--- CONSIGNES ---
1. Dans l'article sur le vote Trump contre Harris, quelle décision de la Cour suprême a mis fin en 2022 à la protection fédérale du droit à l'avortement ?
2. Poursuivez l'article sur le vote Trump contre Harris à partir de la dernière phrase donnée.

--- TEXTE DE LA PAGE ---
International

Trump vs. Harris : du genre à l’intersectionnalité

Sociologue

On s’attendait au gender gap le plus important de l’histoire ; il n’en a rien été. Plus qu’une simple question de genre, une lecture intersectionnelle du vote qui a permis la réélection de Donald Trump introduit une lucidité sur les rapports de pouvoir en jeu. Regarder qui vote, et surtout qui s’abstient, met en lumière la redéfinition des fractures politiques à l’œuvre, où l’education gap et les logiques de classe se croisent avec les enjeux de genre et de race.

En 2008 et 2012, les États-Unis ont pu élire et réélire un président noir, Barack Obama. En revanche, comme Hillary Clinton en 2016, Kamala Harris vient de perdre en 2024 contre Donald Trump. Joe Biden avait pourtant réussi à l’emporter contre celui-ci en 2020. Il est donc plus facile de faire élire un homme noir qu’une femme noire, ou même blanche. Bien sûr, le genre n’explique pas tout, non plus que la race. Les deux femmes, qui s’inscrivaient dans la continuité d’un président sortant, en ont pâti, et l’inflation pèse aujourd’hui sur les classes populaires. Reste qu’il s’agit d’une nouvelle défaite électorale du féminisme. On ne peut donc éviter la question du genre.

publicité

C’est d’autant plus frappant qu’en 2022, la décision Dobbs v. Jackson de la Cour suprême, mettant fin à près de cinquante ans de protection fédérale du droit à l’avortement, avait mobilisé beaucoup de femmes contre les candidats du parti républicain pour les élections de mi-mandat ; Kamala Harris a d’ailleurs joué cette carte pendant toute sa campagne. L’avortement est un enjeu clivant. Pourtant, à y regarder de plus près, la différence entre les deux électorats s’est réduite.

--- LIGNES EXTRAITES ---
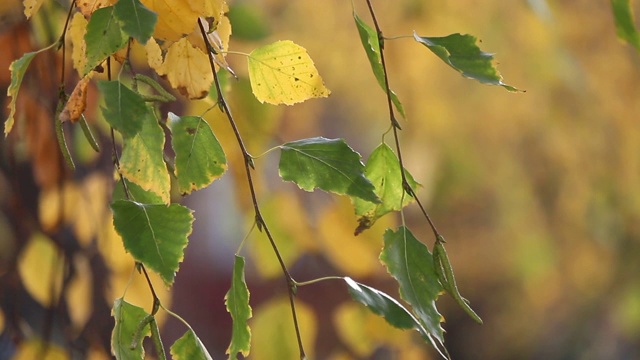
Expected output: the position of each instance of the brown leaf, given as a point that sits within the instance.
(77, 102)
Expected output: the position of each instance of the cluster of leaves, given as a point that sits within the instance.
(186, 43)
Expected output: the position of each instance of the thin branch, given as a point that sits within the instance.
(394, 122)
(248, 165)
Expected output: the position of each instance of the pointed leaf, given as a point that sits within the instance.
(128, 318)
(103, 37)
(142, 159)
(369, 40)
(462, 54)
(137, 20)
(328, 164)
(124, 109)
(189, 347)
(411, 264)
(237, 302)
(17, 68)
(283, 73)
(155, 235)
(625, 24)
(384, 305)
(199, 157)
(383, 170)
(187, 68)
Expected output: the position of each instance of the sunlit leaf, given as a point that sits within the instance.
(155, 235)
(175, 18)
(328, 164)
(17, 68)
(411, 264)
(462, 54)
(124, 109)
(137, 20)
(383, 170)
(77, 31)
(625, 24)
(41, 269)
(382, 304)
(283, 73)
(74, 108)
(103, 38)
(187, 68)
(369, 40)
(199, 157)
(142, 159)
(189, 347)
(31, 7)
(128, 318)
(237, 301)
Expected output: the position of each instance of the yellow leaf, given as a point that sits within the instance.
(175, 18)
(273, 334)
(154, 54)
(77, 30)
(74, 108)
(187, 69)
(283, 73)
(31, 7)
(41, 268)
(87, 7)
(78, 293)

--- RÉPONSES ---
1. La décision Dobbs v. Jackson.

2.
Certes, défendre le droit d’avorter dans tous les cas reste un marqueur démocrate, de même que vouloir l’interdire dans tous les cas est propre à l’électorat républicain. Mais aujourd’hui, c’est à part égale que les deux camps y sont favorables dans la plupart des cas ; enfin, en quatre ans, la part de l’électorat qui veut l’interdire dans tous les cas a diminué des deux tiers (de 17 à 6 %), tandis qu’on est passé de 51 à 65 % prêts à l’autoriser. Dans les urnes, cela s’est traduit par le fait que, dans les dix états où une proposition était soumise au vote protégeant le droit à l’avortement, celle-ci remporte nettement plus de suffrages que la candidate démocrate (jusqu’à 20 points). Tout se passe comme si, désormais, l’avortement était moins l’enjeu que le symbole de l’opposition entre électeurs démocrates et républicains.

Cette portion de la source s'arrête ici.